**** Extracted data

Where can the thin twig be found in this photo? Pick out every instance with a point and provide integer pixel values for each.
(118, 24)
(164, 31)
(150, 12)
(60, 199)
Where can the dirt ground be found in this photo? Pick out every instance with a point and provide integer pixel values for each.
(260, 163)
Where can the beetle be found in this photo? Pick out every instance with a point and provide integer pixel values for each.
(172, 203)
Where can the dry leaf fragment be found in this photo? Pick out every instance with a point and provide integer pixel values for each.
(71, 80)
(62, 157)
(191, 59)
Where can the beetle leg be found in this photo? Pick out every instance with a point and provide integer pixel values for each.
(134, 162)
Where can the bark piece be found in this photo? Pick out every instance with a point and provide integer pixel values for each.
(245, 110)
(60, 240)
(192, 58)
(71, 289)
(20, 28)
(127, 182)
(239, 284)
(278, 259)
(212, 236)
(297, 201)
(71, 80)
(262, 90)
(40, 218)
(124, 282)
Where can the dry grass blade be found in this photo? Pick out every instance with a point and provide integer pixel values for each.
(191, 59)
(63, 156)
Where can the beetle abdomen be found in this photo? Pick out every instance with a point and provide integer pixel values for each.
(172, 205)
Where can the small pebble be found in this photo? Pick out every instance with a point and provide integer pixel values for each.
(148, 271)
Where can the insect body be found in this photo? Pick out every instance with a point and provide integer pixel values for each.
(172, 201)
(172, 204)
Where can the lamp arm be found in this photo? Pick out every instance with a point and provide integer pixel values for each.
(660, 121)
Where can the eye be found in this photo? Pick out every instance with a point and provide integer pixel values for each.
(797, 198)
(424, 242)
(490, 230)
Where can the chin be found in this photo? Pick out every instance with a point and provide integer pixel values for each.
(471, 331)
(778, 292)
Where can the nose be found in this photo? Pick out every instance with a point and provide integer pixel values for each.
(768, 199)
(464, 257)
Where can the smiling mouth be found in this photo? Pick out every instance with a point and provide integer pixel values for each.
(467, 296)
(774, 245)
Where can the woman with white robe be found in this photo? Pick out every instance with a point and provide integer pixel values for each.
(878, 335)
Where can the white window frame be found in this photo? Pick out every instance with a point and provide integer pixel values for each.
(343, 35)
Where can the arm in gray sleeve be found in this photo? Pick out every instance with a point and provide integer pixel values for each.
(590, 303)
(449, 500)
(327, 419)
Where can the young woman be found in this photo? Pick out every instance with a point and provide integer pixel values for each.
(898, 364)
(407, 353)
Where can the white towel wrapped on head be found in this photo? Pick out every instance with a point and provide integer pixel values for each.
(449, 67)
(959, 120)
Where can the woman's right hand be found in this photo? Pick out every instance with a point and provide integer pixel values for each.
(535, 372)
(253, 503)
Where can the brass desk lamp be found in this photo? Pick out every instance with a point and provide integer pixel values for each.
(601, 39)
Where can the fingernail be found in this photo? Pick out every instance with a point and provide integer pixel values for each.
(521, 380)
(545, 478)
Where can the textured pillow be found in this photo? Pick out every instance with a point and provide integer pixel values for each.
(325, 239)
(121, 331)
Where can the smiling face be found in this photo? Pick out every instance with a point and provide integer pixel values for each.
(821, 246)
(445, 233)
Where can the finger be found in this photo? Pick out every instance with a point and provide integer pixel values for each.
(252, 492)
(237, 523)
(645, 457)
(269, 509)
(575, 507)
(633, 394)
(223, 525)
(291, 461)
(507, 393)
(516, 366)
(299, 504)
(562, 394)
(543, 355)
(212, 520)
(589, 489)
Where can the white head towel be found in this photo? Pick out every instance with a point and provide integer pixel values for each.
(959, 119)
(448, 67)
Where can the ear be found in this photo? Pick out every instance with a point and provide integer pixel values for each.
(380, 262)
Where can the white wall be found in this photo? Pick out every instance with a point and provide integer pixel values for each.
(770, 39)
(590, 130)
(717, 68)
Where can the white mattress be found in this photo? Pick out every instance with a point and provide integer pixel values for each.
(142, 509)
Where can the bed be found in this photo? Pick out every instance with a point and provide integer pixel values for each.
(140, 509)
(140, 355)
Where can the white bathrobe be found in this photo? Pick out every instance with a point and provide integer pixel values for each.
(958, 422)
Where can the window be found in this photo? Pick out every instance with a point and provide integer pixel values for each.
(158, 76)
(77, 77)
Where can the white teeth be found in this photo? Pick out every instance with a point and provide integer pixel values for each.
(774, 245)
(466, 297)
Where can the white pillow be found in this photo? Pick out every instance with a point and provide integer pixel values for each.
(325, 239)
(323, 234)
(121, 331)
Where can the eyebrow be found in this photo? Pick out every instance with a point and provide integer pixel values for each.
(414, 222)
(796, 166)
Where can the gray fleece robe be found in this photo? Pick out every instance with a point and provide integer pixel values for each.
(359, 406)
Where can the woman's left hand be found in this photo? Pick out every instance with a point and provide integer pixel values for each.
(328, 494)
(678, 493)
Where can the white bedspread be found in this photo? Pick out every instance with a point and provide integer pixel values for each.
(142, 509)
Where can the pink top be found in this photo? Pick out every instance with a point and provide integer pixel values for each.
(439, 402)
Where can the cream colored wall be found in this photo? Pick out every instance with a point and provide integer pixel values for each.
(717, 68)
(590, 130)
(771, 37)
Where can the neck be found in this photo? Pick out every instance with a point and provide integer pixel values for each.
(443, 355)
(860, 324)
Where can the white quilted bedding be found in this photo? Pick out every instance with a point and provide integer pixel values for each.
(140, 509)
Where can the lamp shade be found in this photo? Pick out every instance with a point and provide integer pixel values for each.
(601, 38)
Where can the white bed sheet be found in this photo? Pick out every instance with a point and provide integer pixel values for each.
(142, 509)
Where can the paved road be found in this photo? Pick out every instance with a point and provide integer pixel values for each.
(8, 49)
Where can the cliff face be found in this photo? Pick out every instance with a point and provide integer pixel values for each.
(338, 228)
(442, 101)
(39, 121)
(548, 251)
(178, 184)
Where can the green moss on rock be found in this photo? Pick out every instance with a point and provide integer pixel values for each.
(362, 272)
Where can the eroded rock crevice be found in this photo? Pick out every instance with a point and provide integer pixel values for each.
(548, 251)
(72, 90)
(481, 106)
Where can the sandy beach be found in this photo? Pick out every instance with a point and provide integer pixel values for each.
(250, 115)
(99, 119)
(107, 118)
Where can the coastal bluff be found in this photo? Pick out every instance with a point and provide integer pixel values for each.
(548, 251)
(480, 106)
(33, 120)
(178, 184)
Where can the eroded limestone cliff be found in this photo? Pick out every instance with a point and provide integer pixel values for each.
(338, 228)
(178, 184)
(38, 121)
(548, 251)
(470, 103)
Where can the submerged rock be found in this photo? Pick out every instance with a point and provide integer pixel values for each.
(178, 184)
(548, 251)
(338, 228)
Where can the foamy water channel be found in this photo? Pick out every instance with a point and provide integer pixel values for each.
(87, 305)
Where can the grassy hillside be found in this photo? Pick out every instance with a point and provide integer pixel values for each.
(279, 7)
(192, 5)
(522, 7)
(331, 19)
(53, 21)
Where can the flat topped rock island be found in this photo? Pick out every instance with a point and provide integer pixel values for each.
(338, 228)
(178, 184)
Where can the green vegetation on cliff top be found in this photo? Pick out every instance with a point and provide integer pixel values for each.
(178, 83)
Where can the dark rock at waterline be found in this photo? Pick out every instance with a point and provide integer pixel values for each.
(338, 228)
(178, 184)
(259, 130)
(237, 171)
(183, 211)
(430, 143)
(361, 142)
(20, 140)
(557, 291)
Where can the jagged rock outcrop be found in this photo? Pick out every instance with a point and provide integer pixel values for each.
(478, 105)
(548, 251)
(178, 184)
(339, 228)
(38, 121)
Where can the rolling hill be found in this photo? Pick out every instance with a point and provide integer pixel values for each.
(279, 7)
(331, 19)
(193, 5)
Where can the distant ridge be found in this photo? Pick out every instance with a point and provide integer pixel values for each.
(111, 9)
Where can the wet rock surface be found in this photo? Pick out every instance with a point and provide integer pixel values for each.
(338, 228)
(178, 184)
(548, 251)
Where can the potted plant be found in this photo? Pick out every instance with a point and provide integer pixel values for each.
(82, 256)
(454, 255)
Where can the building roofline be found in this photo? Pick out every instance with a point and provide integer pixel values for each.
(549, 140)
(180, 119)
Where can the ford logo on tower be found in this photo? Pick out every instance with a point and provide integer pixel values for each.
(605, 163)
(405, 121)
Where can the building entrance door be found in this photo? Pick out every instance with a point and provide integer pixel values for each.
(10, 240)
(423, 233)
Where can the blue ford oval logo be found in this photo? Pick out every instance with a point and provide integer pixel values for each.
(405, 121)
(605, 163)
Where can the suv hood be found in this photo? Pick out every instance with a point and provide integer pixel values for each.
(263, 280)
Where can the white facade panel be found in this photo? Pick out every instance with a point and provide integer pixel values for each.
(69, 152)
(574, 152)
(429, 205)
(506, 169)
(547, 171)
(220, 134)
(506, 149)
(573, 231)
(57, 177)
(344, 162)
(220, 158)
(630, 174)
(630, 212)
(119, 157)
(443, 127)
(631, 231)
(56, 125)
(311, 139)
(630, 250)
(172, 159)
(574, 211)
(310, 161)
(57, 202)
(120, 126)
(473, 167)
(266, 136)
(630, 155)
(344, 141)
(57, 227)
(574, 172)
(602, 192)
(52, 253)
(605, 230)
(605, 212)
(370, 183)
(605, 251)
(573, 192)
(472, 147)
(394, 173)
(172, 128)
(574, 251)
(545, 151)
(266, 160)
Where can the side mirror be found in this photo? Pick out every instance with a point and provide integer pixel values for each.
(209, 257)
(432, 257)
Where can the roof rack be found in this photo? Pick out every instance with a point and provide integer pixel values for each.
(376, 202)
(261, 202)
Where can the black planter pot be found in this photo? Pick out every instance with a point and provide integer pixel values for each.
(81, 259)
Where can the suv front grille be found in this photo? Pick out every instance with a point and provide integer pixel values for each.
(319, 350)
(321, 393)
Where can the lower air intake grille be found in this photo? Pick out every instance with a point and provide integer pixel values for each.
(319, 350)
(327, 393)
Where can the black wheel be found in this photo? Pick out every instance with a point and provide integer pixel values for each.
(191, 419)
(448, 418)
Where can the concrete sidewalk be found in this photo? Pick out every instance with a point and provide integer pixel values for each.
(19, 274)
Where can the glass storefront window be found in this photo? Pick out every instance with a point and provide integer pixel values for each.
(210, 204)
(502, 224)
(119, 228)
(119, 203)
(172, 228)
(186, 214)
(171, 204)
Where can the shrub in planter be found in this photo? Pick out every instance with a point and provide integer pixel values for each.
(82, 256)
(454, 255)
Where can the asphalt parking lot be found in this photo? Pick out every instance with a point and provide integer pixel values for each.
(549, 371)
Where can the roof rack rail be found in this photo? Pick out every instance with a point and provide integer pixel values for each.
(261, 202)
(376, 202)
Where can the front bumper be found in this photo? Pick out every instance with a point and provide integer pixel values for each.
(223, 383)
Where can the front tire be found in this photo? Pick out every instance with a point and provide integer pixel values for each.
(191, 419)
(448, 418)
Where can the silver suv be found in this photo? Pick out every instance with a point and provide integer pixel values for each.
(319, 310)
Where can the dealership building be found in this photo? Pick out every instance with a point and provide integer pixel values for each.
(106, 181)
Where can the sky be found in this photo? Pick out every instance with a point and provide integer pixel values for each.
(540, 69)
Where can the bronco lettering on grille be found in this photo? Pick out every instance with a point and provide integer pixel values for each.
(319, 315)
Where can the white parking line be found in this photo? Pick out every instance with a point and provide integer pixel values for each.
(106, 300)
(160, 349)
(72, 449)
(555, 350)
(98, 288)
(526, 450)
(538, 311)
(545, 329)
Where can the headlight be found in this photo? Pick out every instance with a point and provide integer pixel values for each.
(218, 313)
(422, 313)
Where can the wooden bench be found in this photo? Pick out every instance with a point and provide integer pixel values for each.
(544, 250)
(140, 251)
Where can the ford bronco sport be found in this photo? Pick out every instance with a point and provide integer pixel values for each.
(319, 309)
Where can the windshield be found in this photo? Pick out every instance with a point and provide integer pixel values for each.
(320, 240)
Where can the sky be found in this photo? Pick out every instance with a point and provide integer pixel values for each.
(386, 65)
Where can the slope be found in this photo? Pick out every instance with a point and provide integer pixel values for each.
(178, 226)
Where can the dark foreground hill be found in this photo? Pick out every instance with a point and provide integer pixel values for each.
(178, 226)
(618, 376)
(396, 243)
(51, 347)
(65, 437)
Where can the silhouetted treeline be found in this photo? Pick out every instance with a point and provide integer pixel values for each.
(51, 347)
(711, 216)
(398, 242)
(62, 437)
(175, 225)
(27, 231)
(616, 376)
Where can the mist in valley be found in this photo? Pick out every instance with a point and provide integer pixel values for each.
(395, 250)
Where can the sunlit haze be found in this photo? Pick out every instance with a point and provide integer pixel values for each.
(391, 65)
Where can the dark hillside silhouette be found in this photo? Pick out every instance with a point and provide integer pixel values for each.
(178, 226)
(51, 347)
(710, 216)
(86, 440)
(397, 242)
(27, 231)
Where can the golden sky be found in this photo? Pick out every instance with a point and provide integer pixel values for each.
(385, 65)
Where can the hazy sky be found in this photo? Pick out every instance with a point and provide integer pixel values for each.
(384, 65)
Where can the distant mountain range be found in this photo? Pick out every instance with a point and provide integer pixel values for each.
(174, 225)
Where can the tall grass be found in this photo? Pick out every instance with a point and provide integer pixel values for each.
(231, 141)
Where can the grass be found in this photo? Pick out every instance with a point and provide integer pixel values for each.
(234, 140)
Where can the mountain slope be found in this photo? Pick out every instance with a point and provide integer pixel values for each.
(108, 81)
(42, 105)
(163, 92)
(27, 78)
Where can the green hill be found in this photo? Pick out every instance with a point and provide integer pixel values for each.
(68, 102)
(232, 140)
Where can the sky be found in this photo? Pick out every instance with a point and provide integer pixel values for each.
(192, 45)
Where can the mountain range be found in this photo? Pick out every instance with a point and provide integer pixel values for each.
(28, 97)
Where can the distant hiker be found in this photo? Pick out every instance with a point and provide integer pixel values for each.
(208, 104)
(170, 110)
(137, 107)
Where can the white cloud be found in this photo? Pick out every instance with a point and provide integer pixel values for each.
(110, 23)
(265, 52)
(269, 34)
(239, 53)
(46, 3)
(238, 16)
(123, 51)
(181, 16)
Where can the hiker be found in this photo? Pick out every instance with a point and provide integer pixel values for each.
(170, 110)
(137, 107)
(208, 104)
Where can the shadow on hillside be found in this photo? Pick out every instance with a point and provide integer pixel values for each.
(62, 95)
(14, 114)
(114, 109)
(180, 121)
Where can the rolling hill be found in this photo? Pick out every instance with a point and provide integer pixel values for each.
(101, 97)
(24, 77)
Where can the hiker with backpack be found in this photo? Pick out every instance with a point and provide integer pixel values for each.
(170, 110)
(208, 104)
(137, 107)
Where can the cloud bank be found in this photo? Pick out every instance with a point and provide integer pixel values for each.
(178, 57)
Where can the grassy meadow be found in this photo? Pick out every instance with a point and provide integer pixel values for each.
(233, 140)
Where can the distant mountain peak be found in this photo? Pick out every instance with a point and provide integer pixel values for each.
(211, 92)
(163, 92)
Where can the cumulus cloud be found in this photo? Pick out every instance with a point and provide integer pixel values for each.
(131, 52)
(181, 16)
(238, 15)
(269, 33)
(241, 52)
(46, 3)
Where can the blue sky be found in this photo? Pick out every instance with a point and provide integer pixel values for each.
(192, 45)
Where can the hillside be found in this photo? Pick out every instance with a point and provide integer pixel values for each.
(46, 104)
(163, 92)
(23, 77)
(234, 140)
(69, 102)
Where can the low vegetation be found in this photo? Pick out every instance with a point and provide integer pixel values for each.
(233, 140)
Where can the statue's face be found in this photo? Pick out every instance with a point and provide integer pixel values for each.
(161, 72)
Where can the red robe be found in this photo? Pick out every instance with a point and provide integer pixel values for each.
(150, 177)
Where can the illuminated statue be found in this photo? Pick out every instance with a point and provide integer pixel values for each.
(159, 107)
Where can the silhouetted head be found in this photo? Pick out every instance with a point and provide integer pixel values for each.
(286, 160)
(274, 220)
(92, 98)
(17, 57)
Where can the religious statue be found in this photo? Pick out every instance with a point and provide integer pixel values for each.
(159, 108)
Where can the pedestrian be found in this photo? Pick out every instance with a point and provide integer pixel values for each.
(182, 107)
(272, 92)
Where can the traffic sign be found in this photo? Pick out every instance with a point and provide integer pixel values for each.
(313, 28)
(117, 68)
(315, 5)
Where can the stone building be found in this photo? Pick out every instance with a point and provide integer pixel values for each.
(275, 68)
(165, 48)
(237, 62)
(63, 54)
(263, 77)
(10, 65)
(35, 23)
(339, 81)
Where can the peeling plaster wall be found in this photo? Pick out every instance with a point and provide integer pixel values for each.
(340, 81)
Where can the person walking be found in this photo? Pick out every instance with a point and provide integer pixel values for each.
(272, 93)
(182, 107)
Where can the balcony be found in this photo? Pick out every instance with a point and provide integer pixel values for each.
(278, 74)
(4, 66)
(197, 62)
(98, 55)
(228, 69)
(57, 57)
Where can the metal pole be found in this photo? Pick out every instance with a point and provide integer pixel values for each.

********

▸ **Required task**
Return the lines from the line containing "Where can the peeling" to the end of the entries above, exactly as they appear and with no other output.

▸ **The answer**
Where can the peeling plaster wall be found in this photo? Pick out every instance with a point and provide integer pixel values for each.
(340, 81)
Where can the person walking be found in this photo? Pick out every instance with a point and provide integer pixel values for each.
(272, 93)
(182, 107)
Where can the balcony be found in this photo? Pick out every instance with a point and provide integer pixel values for each.
(278, 74)
(4, 66)
(197, 62)
(98, 55)
(228, 69)
(57, 57)
Where can the metal pole be found in this photo? Pick out every instance with a point and provide integer pixel values for each.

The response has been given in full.